- _REQUIREMENT_: Would you output the following records verbatim and skip the images in them?

- _GIVEN RECORDS_:
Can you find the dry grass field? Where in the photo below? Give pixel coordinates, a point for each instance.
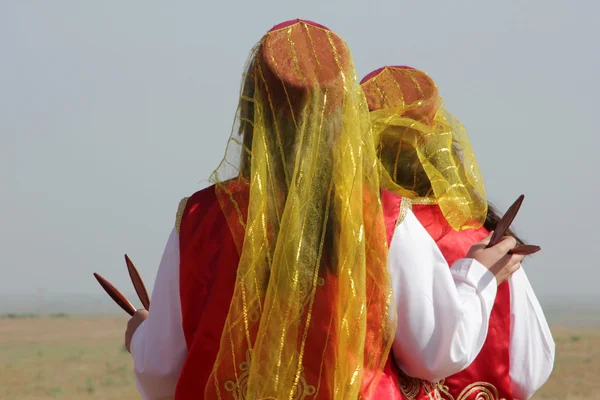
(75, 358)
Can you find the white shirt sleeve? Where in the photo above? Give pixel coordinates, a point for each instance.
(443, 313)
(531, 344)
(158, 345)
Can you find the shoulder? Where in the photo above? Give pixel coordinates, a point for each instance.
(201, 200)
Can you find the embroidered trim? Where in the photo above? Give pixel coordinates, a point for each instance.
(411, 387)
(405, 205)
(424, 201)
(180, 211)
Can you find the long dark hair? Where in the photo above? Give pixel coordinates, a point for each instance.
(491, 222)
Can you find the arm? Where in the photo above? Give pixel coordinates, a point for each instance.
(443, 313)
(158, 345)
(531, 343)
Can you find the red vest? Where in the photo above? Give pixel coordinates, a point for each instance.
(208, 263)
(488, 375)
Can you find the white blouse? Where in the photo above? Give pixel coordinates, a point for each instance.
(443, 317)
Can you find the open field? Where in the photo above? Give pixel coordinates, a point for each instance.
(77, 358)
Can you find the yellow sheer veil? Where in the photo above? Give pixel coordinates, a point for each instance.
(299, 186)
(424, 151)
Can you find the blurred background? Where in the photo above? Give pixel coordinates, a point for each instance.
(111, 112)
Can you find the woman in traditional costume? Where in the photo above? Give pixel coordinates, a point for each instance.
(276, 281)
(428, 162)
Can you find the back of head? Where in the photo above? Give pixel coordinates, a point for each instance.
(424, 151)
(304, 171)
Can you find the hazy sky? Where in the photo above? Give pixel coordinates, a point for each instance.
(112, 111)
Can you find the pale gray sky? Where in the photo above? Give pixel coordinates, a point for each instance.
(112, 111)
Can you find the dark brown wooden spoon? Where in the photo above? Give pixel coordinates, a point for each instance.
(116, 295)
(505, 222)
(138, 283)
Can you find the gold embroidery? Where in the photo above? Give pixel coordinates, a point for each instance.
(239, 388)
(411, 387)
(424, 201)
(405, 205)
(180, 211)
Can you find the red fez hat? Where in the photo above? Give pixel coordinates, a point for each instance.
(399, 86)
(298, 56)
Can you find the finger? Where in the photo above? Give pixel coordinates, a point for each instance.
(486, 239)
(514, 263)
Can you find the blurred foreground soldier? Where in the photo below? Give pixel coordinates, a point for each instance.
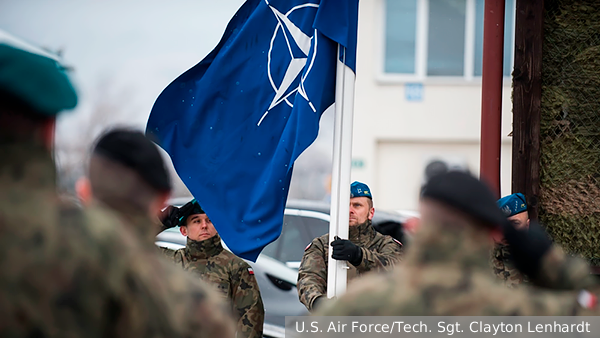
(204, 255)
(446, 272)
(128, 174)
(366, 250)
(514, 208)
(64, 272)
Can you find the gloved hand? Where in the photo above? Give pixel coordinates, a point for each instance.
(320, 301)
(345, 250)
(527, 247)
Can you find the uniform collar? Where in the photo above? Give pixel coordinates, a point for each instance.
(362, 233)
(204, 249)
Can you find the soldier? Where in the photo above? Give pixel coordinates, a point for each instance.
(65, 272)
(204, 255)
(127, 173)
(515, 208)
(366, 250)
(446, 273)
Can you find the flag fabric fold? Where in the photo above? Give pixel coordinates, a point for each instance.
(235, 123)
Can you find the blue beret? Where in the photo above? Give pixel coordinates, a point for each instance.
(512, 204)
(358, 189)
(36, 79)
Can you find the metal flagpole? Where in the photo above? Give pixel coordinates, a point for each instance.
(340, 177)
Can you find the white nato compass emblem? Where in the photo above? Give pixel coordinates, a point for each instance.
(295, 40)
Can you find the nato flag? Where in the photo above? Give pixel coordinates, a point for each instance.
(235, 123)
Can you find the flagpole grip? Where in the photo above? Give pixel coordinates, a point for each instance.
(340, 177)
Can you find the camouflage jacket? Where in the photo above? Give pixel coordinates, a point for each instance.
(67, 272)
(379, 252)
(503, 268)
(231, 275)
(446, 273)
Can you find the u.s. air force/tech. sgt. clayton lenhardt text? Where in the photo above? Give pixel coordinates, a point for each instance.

- _SOLUTION TO THE PROBLEM_:
Can you find the dry grass field? Where in the photo below? Give pixel coordinates, a point for each instance.
(75, 358)
Can you find the white shirt sleeve? Where in the photo above? Give pixel coordinates, a point for each instance.
(443, 313)
(531, 344)
(158, 345)
Can you find the shoulder? Where in the photo above? Give pixel coordinates, a point for each instance.
(201, 200)
Can you find the embroidered trim? Where in the photo above? Give pixel coordinates, a point for each instance.
(411, 387)
(405, 205)
(424, 201)
(180, 211)
Can you find the long dark hair? Where in the photo above? Give pixel coordinates, a point for each instance.
(491, 222)
Can you find the arm? Where in the photo above? Give pixel coordinates, a point for each instance.
(443, 313)
(158, 345)
(531, 343)
Can you find the red vest? Where in the photo above? Give pixel coordinates, a point for each instance.
(208, 263)
(488, 375)
Can you find the white blouse? Where in the photo above? Give pixel coordinates, a point for each instance.
(443, 317)
Can you find the open field? Where in the photo above? Give pixel coordinates, a point for each instance.
(77, 358)
Can you find the yellow sheer veil? Where in the photo above? Give pixel coordinates, a point for each instance.
(299, 186)
(424, 151)
Can you find the blurred background? Where in the photo above? Give pixel coordinates, a point for each instance.
(111, 112)
Can you find the woman in traditional costume? Where in the photo above? Give pixel coordinates, a point for each instance.
(276, 281)
(428, 162)
Can you find the back of head? Where in the photo above? Give pixel coordinates, a point for each instance.
(424, 151)
(304, 171)
Can you find the hazy sky? Where in the photo above? Give pixel coordinates, a point for each instance.
(112, 111)
Can you find the pale gray sky? Where in the photo above? Give pixel coordinates, a point for each instance.
(112, 111)
Can you find the dark brown wooden spoon? Where in the photo above? Give pixel coordinates, a point for each instance.
(116, 295)
(505, 222)
(138, 283)
Can you find the gold embroidery? Where in the photo above? Give pixel coordinates, a point for each instance.
(239, 388)
(411, 387)
(424, 201)
(405, 205)
(180, 211)
Can you find the red fez hat? Where in the photo above? Give pixel coordinates, a point for each instance.
(399, 86)
(298, 56)
Can you find the finger? Where in the photo above? Give pixel coordinates, a point for each instance.
(486, 239)
(514, 263)
Can you find the blurred foreground soldier? Where in the photo below? Give pixel coordinates, a point for each instance.
(204, 255)
(446, 272)
(128, 174)
(366, 250)
(514, 208)
(64, 272)
Can you find the gloved hand? Where in the photo above? Give pixel coordinates, a point for each instance.
(320, 301)
(345, 250)
(527, 247)
Can you find the uniform collar? Where in the photo above? Give pixel coordinates, a point for each instance.
(362, 233)
(204, 249)
Can you find the soldier? Where in the photo above? Give pixel coordinates, a point for each instance.
(65, 272)
(204, 255)
(127, 173)
(515, 208)
(366, 250)
(446, 273)
Can you find the flag fabric fold? Where in the photo above? Give pixel coordinates, a point for each instance.
(235, 123)
Can you find the blue beret? Where in the photo above? Give pixel coordinates, a point for each instance.
(512, 204)
(358, 189)
(36, 79)
Can you find the metal flagpole? Where in the photo above? Give pixel coordinates, a point for each instance.
(340, 177)
Can you find the white nato compass emblem? Where in the photo above? Give pixel coordinates, a point for each instance.
(295, 40)
Can you find the nato flag? Where in the photo above? Give pixel coordinates, a point for each instance.
(235, 123)
Can you find the flagpole grip? Where in the photo above? Give pixel coordinates, a point for each instance.
(340, 177)
Can you find the camouflage jacket? Where in the photo above? Give pixel coordinates, a point for each instance.
(67, 272)
(379, 252)
(503, 268)
(231, 275)
(446, 273)
Can you find the u.s. air force/tech. sgt. clayton lenhardt text? Where in the photo above? Give pixel coordinates, a point for each instance.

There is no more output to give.